- [Do this]: In the listing below, find the line containing "Note to the class: find the tree in". Write out that line and every line after it to the end, exactly and only those.

- [Extracted records]:
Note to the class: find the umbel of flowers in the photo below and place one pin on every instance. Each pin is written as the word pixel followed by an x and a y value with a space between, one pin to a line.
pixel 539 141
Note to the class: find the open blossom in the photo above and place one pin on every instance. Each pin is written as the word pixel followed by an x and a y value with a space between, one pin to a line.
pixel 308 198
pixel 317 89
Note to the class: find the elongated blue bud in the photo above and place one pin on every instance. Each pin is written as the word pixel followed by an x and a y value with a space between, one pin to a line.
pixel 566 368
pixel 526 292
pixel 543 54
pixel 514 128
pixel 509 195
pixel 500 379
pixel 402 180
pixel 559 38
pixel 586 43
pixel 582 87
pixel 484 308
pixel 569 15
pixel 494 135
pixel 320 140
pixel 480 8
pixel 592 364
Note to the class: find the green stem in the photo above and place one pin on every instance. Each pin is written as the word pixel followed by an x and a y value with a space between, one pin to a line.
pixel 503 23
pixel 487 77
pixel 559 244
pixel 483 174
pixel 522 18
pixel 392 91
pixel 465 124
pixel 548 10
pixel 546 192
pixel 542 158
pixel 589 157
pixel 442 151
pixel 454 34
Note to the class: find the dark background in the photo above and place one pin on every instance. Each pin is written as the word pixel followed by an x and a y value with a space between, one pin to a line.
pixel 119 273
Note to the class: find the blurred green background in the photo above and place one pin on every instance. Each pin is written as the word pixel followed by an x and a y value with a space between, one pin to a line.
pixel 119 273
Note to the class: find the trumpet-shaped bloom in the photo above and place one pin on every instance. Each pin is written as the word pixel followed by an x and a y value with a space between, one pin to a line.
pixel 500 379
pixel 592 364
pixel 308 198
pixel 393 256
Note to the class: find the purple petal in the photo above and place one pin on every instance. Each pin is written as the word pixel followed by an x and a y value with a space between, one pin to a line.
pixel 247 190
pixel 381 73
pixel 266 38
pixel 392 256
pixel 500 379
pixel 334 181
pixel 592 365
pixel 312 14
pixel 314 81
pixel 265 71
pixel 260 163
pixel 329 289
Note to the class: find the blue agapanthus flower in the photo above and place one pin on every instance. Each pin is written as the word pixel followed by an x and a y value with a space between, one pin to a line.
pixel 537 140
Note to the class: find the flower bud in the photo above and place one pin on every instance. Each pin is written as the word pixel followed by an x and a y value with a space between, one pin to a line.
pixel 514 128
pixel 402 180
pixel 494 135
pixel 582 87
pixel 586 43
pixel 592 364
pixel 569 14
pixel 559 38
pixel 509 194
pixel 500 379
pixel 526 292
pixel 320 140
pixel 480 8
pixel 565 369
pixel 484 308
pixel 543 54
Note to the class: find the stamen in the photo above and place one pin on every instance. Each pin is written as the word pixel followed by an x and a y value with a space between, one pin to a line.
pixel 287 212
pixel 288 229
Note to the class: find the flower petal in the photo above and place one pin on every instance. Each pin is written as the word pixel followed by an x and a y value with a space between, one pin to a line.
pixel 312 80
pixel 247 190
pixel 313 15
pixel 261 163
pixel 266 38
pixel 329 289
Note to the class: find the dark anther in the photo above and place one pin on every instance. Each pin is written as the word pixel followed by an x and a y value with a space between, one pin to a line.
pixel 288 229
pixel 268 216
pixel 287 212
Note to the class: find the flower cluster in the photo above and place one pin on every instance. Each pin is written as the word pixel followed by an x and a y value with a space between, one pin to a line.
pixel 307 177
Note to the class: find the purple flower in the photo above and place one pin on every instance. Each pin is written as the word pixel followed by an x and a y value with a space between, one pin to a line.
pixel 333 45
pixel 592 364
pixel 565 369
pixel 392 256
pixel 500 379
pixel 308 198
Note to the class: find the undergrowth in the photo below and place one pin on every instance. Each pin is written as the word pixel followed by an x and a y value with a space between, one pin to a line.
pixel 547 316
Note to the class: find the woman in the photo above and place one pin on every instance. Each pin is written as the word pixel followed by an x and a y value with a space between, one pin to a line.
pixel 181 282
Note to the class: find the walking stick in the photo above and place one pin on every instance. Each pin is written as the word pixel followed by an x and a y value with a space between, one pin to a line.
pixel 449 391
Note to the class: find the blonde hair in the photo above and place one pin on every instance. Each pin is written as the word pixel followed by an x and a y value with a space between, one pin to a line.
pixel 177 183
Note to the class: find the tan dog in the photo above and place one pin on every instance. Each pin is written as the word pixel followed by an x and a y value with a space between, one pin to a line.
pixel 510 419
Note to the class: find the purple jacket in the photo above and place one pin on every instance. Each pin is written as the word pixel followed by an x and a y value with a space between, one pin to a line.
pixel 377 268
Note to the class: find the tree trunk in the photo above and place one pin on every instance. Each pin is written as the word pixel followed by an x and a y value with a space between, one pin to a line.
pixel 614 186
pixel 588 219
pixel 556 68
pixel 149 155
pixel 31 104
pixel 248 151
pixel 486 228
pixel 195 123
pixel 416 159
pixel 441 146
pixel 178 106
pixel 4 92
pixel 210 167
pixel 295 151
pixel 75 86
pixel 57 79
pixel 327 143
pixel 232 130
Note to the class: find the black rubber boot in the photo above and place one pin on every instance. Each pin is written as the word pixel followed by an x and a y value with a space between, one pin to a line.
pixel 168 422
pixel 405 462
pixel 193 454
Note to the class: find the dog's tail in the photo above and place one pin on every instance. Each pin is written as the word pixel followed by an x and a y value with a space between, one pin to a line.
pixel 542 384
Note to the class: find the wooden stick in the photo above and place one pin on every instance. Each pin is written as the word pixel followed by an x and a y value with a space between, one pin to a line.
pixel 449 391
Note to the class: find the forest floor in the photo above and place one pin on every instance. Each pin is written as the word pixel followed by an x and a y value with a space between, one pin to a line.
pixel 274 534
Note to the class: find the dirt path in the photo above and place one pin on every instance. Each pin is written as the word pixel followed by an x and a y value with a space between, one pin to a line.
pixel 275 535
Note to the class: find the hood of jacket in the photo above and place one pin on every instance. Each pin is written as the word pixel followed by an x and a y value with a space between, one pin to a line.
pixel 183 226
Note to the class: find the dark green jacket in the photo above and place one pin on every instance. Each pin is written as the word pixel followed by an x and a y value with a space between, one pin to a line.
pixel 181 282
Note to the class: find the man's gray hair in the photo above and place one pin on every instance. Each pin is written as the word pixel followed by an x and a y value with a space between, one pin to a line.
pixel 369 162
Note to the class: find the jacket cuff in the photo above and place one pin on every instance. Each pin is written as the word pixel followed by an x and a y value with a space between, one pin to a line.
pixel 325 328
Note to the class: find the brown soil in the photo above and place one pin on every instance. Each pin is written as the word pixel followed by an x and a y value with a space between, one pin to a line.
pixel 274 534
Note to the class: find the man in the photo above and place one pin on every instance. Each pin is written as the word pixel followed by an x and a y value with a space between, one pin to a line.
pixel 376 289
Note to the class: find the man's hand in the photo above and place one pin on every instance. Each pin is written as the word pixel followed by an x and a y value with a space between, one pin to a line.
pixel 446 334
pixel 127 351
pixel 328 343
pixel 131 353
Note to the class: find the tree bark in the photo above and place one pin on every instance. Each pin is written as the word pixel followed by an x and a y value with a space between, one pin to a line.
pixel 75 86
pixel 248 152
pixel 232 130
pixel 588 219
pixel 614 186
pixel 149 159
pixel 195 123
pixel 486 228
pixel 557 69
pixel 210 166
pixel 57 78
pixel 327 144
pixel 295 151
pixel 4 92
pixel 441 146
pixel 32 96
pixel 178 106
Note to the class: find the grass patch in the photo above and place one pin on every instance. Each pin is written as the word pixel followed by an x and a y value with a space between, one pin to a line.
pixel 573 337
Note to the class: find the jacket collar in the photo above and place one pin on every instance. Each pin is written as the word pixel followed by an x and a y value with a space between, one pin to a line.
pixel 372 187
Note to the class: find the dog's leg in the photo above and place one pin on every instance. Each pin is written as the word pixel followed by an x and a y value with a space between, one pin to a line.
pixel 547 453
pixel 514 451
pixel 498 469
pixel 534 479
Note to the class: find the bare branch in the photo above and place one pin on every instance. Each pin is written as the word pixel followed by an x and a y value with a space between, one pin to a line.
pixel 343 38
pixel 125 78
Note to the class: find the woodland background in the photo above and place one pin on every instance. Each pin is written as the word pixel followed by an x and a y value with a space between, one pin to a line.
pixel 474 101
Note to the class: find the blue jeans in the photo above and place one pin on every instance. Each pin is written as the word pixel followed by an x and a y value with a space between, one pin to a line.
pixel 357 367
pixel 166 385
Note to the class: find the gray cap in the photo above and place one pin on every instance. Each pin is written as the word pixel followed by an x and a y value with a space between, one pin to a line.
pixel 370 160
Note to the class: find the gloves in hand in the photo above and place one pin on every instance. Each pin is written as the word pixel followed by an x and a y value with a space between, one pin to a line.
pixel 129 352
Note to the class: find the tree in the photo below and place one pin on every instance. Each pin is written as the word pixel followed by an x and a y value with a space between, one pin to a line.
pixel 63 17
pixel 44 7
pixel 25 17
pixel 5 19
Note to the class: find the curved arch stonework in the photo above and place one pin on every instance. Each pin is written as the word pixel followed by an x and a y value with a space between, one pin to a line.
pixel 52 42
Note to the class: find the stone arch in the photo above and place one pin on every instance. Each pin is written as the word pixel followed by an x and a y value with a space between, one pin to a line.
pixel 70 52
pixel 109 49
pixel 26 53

- [Answer for the task]:
Note to the class: find the tree in the photo below and place one pin on every instance. Each pin is written as the word pixel followed by an x and a y value with a space between, one pin to a line.
pixel 63 17
pixel 44 7
pixel 25 17
pixel 5 19
Note to the class: find the curved arch stonework in the photo above and place one pin on every instance. Each pin is written as the word pixel followed by an x and a y value with a space between, one pin to a line.
pixel 52 42
Note to the class: find the stone arch in the photo above and place one pin on every instance. Each pin is written as the word pixel followed by an x and a y value with a space between, one pin to a line.
pixel 70 52
pixel 109 49
pixel 26 53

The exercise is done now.